● Provided text
Pittsburgh completed a greenhouse gas inventory in 2013, and then another in 2022. The data showed that between the two inventories, the city’s emissions had plateaued. That means the city met its goal of reducing emissions 20% by 2023 10 years early, but there was no progress after that—and they didn’t know until the latest inventory.

“There’s a lot of places that are a bit stuck,” Varnadore says. “They have this great plan. It’s very actionable. But then the big question is so, okay, now what?”

Getting Unstuck

One thing that could be on the horizon for more city climate offices is more funding.

In 2015, the Kyoto Protocol was replaced by the Paris Agreement, and in 2019, the US gave notice that it would withdraw from it. Once again, communities across the country took action in the form of protests and new climate commitments—and more mayoral resolutions.

An illustration of a woman wearing business casual
Elizabeth Babcock, leader of Denver’s Office of Climate Action, Sustainability & Resiliency. Illustration by Gerard D’Albon for Science Friday

In Denver, a community task force developed another climate plan of sorts: a set of recommendations. But unlike many climate plans, one of the recommendations was a sales tax increase to fund the work. In November of 2020, a day before the withdrawal from the Paris Agreement took effect, Denver voters passed the 0.25% sales tax with more than 60% of the vote.

“It was very exciting. Game changing,” Babcock says. “Rather than basically constantly doing planning—and that’s all you’re doing—you’re actually able to scale and implement in a way that a lot of places are not able to.”

● Items
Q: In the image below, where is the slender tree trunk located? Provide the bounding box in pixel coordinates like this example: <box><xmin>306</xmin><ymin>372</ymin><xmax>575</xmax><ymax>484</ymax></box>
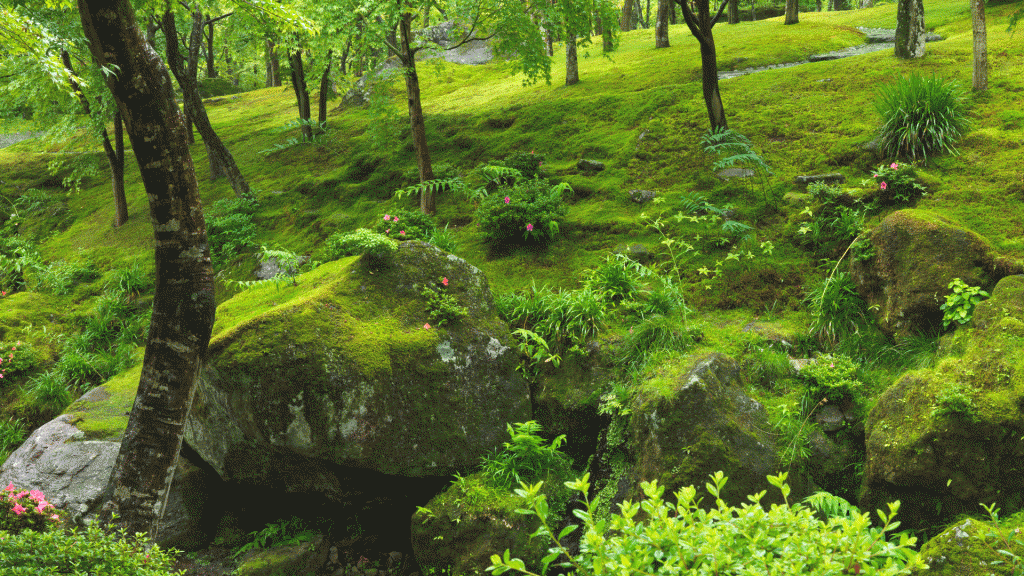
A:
<box><xmin>164</xmin><ymin>11</ymin><xmax>249</xmax><ymax>198</ymax></box>
<box><xmin>78</xmin><ymin>0</ymin><xmax>216</xmax><ymax>538</ymax></box>
<box><xmin>398</xmin><ymin>12</ymin><xmax>435</xmax><ymax>214</ymax></box>
<box><xmin>288</xmin><ymin>49</ymin><xmax>313</xmax><ymax>141</ymax></box>
<box><xmin>654</xmin><ymin>0</ymin><xmax>672</xmax><ymax>48</ymax></box>
<box><xmin>782</xmin><ymin>0</ymin><xmax>800</xmax><ymax>25</ymax></box>
<box><xmin>971</xmin><ymin>0</ymin><xmax>988</xmax><ymax>92</ymax></box>
<box><xmin>316</xmin><ymin>49</ymin><xmax>334</xmax><ymax>133</ymax></box>
<box><xmin>565</xmin><ymin>34</ymin><xmax>580</xmax><ymax>86</ymax></box>
<box><xmin>60</xmin><ymin>49</ymin><xmax>128</xmax><ymax>228</ymax></box>
<box><xmin>895</xmin><ymin>0</ymin><xmax>926</xmax><ymax>59</ymax></box>
<box><xmin>263</xmin><ymin>38</ymin><xmax>281</xmax><ymax>88</ymax></box>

● What needs to be done
According to the text on city climate offices, what sales tax did Denver voters pass in November 2020?

● Written response
A 0.25% sales tax.